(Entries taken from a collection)
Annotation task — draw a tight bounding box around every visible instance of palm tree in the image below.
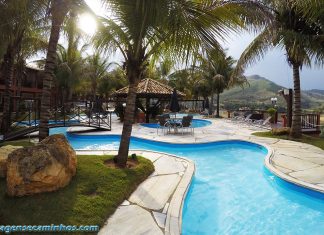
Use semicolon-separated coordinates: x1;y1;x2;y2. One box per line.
97;67;127;98
39;0;92;141
84;53;113;101
95;0;268;167
0;0;46;134
54;44;86;105
198;51;245;117
235;0;324;138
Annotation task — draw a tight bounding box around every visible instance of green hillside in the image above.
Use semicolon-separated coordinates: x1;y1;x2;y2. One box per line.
221;75;324;111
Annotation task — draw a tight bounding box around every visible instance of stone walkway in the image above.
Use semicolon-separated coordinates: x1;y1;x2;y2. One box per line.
76;150;194;235
69;117;324;234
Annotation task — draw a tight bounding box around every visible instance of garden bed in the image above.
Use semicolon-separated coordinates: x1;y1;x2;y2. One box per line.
0;155;154;233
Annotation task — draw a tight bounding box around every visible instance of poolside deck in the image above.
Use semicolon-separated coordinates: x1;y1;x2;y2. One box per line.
68;117;324;234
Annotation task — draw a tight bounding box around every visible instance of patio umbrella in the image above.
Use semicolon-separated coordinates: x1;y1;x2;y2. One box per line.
170;89;180;118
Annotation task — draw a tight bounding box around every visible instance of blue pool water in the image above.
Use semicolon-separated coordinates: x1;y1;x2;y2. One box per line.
50;128;324;234
18;120;79;126
140;119;212;129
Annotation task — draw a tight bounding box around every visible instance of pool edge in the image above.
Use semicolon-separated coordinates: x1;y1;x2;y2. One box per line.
76;149;195;235
264;149;324;194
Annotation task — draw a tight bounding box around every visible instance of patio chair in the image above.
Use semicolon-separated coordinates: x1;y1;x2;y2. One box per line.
203;110;217;119
253;116;272;129
226;112;241;122
180;115;194;135
156;115;170;135
238;113;253;124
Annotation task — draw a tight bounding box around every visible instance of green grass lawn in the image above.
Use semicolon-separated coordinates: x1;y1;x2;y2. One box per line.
0;155;154;233
253;132;324;150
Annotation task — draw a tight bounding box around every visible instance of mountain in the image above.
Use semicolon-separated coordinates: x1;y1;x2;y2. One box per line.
220;75;324;111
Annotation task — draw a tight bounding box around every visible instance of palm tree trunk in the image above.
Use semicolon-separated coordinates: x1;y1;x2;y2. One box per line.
117;80;138;167
1;46;15;134
216;93;220;118
210;93;214;115
290;63;302;138
39;1;68;141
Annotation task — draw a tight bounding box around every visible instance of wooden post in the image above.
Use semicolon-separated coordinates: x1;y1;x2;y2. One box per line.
275;111;278;124
145;97;150;123
288;89;293;127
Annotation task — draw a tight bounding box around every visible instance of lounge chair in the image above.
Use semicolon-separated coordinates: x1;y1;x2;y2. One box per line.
180;115;194;135
203;110;217;119
238;113;253;124
156;115;170;135
253;116;272;129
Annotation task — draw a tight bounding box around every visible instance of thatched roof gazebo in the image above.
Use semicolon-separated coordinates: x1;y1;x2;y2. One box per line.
113;78;185;123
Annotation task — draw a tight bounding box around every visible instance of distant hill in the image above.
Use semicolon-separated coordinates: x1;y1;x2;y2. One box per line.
221;75;324;111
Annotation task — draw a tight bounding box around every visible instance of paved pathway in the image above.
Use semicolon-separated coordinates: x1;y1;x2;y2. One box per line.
70;117;324;234
76;150;194;235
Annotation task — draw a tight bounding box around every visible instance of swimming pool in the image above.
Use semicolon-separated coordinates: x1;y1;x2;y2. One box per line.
51;128;324;234
17;120;80;126
140;119;212;129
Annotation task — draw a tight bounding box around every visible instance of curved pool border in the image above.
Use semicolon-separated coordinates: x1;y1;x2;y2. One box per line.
139;118;212;129
67;125;324;194
77;149;195;235
264;150;324;194
68;130;274;235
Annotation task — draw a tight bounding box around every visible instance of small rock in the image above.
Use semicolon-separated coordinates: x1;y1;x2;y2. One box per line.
121;200;130;206
6;135;77;197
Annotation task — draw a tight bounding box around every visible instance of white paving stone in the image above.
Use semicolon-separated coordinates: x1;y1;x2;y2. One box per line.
289;166;324;184
162;202;170;214
153;211;166;228
99;205;163;235
154;157;185;175
129;174;181;210
306;157;324;165
141;152;162;162
276;149;324;160
273;164;293;174
272;154;319;171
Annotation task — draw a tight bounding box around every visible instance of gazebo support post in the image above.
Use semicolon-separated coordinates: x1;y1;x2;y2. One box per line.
145;97;150;123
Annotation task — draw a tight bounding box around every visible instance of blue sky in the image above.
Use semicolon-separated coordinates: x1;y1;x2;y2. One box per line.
85;0;324;90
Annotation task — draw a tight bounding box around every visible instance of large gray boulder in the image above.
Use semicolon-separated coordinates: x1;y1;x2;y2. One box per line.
6;135;77;197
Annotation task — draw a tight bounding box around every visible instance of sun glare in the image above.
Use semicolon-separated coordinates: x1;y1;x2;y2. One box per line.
78;14;97;36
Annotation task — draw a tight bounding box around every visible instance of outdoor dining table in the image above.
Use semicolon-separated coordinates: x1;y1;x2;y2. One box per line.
167;118;182;133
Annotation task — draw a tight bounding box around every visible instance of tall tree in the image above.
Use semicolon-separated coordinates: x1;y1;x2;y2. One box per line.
235;0;324;138
198;51;245;117
39;0;70;140
95;0;269;167
54;43;86;105
0;0;45;134
84;53;112;100
39;0;92;141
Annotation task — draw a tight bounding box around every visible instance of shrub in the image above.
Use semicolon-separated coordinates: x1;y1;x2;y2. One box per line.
267;108;277;117
271;127;290;136
320;127;324;138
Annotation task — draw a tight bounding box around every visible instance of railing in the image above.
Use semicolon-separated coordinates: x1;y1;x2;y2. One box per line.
3;100;112;141
301;113;321;132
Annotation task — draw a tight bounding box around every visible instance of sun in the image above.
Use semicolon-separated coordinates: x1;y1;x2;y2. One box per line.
78;14;97;36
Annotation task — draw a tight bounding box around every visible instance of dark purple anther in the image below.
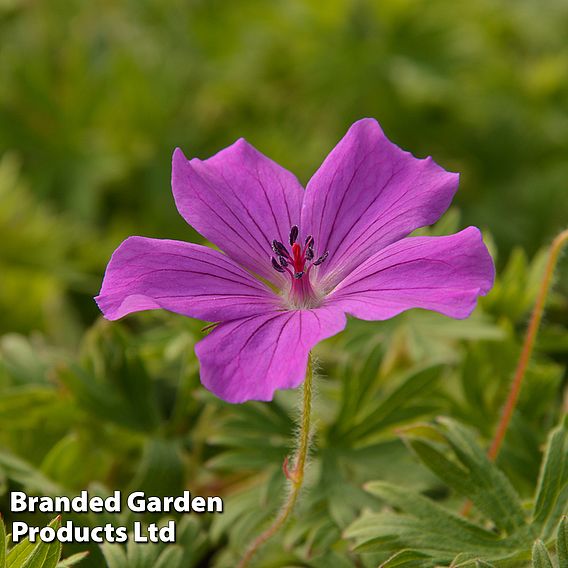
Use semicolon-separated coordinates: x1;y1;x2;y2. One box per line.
271;257;285;273
269;227;329;280
313;251;329;266
289;225;299;246
272;240;290;259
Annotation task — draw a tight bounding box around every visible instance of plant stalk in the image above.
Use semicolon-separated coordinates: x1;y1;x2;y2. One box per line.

About this task: The entries must be repeated exactly. Leave the images out.

Written response:
Annotation task — draw a tight bounding box around every visible instance of palm tree in the image below.
Use semicolon-separated coordinates: x1;y1;x2;y2. One box per line.
97;67;127;98
39;0;92;141
84;53;113;101
95;0;268;167
0;0;46;134
54;44;86;105
198;51;245;117
235;0;324;138
Annotation task — draw a tight bounding box around every visible instance of green hillside in the image above.
Use semicolon-separated coordinates: x1;y1;x2;y2. One box per line.
221;75;324;111
Annotation task — draw a tight bounding box around every visible instance of stone walkway in the image above.
Use semicolon-separated coordinates: x1;y1;x2;y2. One box per line.
76;150;194;235
69;117;324;234
Annotation task — draw a tight bounding box around every visible instance of garden bed in the image above.
Use semicolon-separated coordinates: x1;y1;x2;y2. One box per line.
0;155;154;233
Annotation task — draw a tight bounding box around every visible instance of poolside deck in the image above.
Use semicolon-separated coordinates: x1;y1;x2;y2. One box per line.
68;117;324;234
Annotation task — draw a tight bounding box around every visible instance of patio umbrella in the image above.
Use semicolon-separated coordinates: x1;y1;x2;y2. One box per line.
170;89;180;118
Annotation task — draw a tight bounding box around every visible instance of blue pool water in the image above.
Use semicolon-separated coordinates: x1;y1;x2;y2. One box per line.
50;128;324;234
18;120;79;126
140;119;212;129
Annotation task — draw a tight bounding box around every visible instance of pool edge in the image above.
Use semicolon-separated coordinates: x1;y1;x2;y2. One box per line.
76;149;195;235
264;149;324;194
Annotation task — draw a tight bounding box around every visible instance of patio chair in the image above.
Use semicolon-separated coordinates: x1;y1;x2;y2. One box per line.
203;110;217;119
253;116;272;129
226;112;241;122
180;115;194;135
156;115;170;135
238;113;253;124
Annotation task — draw a tight bounding box around every visible instance of green grass lawn in the image above.
Use semicolon-separated coordinates: x1;y1;x2;y2. One box per line.
0;155;154;233
253;132;324;150
Annotation task — draw a tight bounding box around every visible instance of mountain in the image above.
Use semicolon-separated coordinates: x1;y1;x2;y2. One box per line.
220;75;324;111
Annotation task — draw a tight bounding box around every visible instance of palm tree trunk in the image above.
Use semicolon-separated coordinates: x1;y1;x2;y2. One box per line.
117;80;138;167
1;46;15;134
216;93;220;118
210;93;214;115
290;63;302;138
39;1;68;141
Annotation task — draw a tight bounding box around every visible instance of wooden post in the image above.
Use semicolon-separated coordinates: x1;y1;x2;y2. One box per line.
275;111;278;124
145;97;150;123
288;89;293;127
Annotation task — draw a tight bounding box around every visible instance of lounge chair in the image above.
Use semicolon-separated coordinates: x1;y1;x2;y2. One box per line.
180;115;194;135
203;110;217;119
238;113;253;124
156;115;170;135
253;116;272;129
Annotation task — draw a tight bounding box around every visible instance of thatched roof gazebo in the image above.
Use semicolon-separated coordinates: x1;y1;x2;y2. One box per line.
113;78;185;123
Annotation task — draw a tight bounding box around every visible instance of distant hill in the image above.
Use semicolon-separated coordinates: x1;y1;x2;y2. One box per line.
221;75;324;111
Annotation task — draw a tight bounding box around every visible instance of paved pathway in the image above.
Use semicolon-separated coordinates: x1;y1;x2;y2. One box per line.
70;117;324;234
76;150;194;235
Annotation task — draw a tight bounding box around every visible instance of swimming pool in the image above.
Use semicolon-separated coordinates: x1;y1;x2;y2. One box per line.
51;128;324;234
17;120;80;126
140;119;212;129
Annotation task — draw a tight bounding box around every visible instance of curved pool border in the image above.
Use semicolon-separated coordinates: x1;y1;x2;y2. One box per line.
139;118;212;129
67;125;324;194
77;149;195;235
264;150;324;194
68;130;274;235
Annotation task — draw a tight bounding box around every visible instance of small rock in the image above.
Use semicolon-separated coordinates: x1;y1;x2;y2. One box per line.
121;200;130;206
6;135;77;197
Annotation task — draw a tight bounding box around every visible instance of white paving stone in the image above.
Use semicolon-separated coordinates: x1;y1;x2;y2. One box per line.
289;166;324;184
162;202;170;214
153;211;166;228
99;205;163;235
154;157;185;175
129;174;181;210
306;157;324;165
141;152;162;162
276;149;324;160
273;164;293;174
272;154;319;171
Annotation task — draw a tight bounding box around every visible instance of gazebo support post in the image above.
Use semicolon-separated coordinates: x1;y1;x2;y2. One box per line.
145;97;150;123
Annotation task — draw a tight bounding box around every visible instance of blue sky in the image above.
Use semicolon-separated coordinates: x1;y1;x2;y2. One box per line.
85;0;324;90
Annotation task — draw a tight bounding box around every visible instance of large gray boulder in the image above.
Use semicolon-separated coordinates: x1;y1;x2;y2. One box per line.
6;135;77;197
Annotation task — draw a tight bounding box around every visible instance of sun glare in the image above.
Use semicolon-separated coordinates: x1;y1;x2;y2. One box per line.
78;14;97;36
Annotation task — draw a tight bounding box around every visible instance of outdoor dining table in the image above.
Use semicolon-separated coordinates: x1;y1;x2;y2. One box per line.
167;118;182;133
Annotation task — draw a tight bounding box around every visible instance of tall tree in the image above.
Use semicolon-separated coordinates: x1;y1;x2;y2. One box per line.
235;0;324;138
198;51;245;117
39;0;70;140
95;0;269;167
54;43;86;105
0;0;45;134
84;53;112;100
39;0;92;141
Annotation task — draw a tight bounding box around every visible instance of shrub in the image above.
Use semicolon-separated coordinates: x1;y1;x2;y2. One box per line.
267;108;277;117
271;127;290;136
320;127;324;138
Annotation task — draw a tight bounding box around every visible instance of railing in the image above.
Use semicolon-separated coordinates: x1;y1;x2;y2. One box per line.
3;100;112;141
301;113;321;132
Annotation task — draw a tight bounding box around every visible instance of sun in the image above.
Use semicolon-separated coordinates: x1;y1;x2;y2. One box per line.
78;14;97;36
Annotation task — draw a tight bounding box around every visible instance of dark purple anther in the image below.
Use semicolon-separated coordinates: x1;y1;x2;y2. One box per line.
271;257;285;273
269;227;329;280
313;251;329;266
289;225;299;246
272;240;290;259
Annotation task — draw a tight bounding box around every visible instance of plant stalk in the image above.
Use semicolon-separated coordinates: x1;y1;x2;y2. One box per line.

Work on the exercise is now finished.